++++ Beigefügter Text
Samstag, 18. Oktober 2014

Umweht vom Heiligen – Biblisch-literarische Gedanken zum Neugeborenen

Auch wenn sich die Familiensynode des Weltepiskopats nur am Rande damit beschäftigt: Alle meine Gedanken und meine Aufmerksamkeit für kirchliche und politische Neuigkeiten sind dieser Tage durch das neue Erlebnis des Vaterseins geprägt, alles denkt sich von dort her und darauf hin. Da ist die Ruhe der ersten Tage des Willkommenheißens für mein Kind und die Zeit zum Kennenlernen ein großes Glück!

Einige Eindrücke hier:

1
Graffito, Poznan, 2014.
Elternsein heißt Gottes Mitarbeiter sein. Paulus schreibt den Korinthern: „Ich habe gepflanzt, Apollos hat begossen, Gott aber ließ wachsen. So ist weder der etwas, der pflanzt, noch der, der begießt, sondern nur Gott, der wachsen lässt. Wer pflanzt und wer begießt: Beide arbeiten am gleichen Werk, jeder aber erhält seinen besonderen Lohn, je nach der Mühe, die er aufgewendet hat. Denn wir sind Gottes Mitarbeiter“ (1Kor 3,6-9a) Nicht nur die Gemeindegründung und -leitung, auch die Familie als kleinster Teil der kirchlichen Gemeinschaft lebt nicht von unserem menschlichen Bemühen, sondern ist Gottes Geschenk. Wir tun das Unsere als Eltern, aber Gott ist es, der letztlich wachsen lässt.
++++++++
++++ Auszug aus Quelle
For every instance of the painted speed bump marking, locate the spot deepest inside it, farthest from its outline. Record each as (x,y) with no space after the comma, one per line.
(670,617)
++++++++
• [Aufgabe 1] Wer hat laut dem Paulus-Zitat im Text über das Elternsein begossen?
• [Aufgabe 2] Setze den Text über das Elternsein nach seinem letzten Satz fort.

• [Antwort 1] Apollos hat begossen.

• [Antwort 2]
2
Gott nährt seine Menschenkinder wie eine Mutter ihr Kind stillt: „Tu deinen Mund auf! Ich will ihn füllen.“ (Ps 81,11) Genauso wenig wie das Neugeborene müssen wir uns nicht anstrengen, damit er uns Gutes gibt, wir müssen es nur zulassen. Aber wie der winzige Kindermagen, der die Nahrung nicht kennt, müssen auch wir verdauen, was Gott uns gibt. Und das ist manchmal mühselig...

3
Wenn die Psalmisten wortreich Gottes Größe besingen, die sich an den Weiten des Alls ebenso wie am Menschen zeigt, dann sind sie sich (ebenso wie später Jesus) sicher, dass Kinder ganz von selbst Lob und Dankbarkeit in den Herzen hervorrufen. So kann ich den Lobpreis Gottes sehr gut und sehr unmittelbar nachvollziehen, der in Psalm 8 zum Ausdruck kommt: „Aus dem Mund der Kinder und Säuglinge schaffst du dir Lob, deinen Feinden zum Trotz; deine Feinde und Widersacher müssen verstummen.“ (v 3) Wer Kleinkinder sieht, der gerät fast automatisch in staunende Freude. Das Wundern am Wunder des Lebens mag man dann naturwissenschaftlich (z.B. im Sinne des Kindchenschemas) wegerklären wollen, aber am Faktum des sich reflexhaft regenden Gefühl kommen die Wenigsten vorbei.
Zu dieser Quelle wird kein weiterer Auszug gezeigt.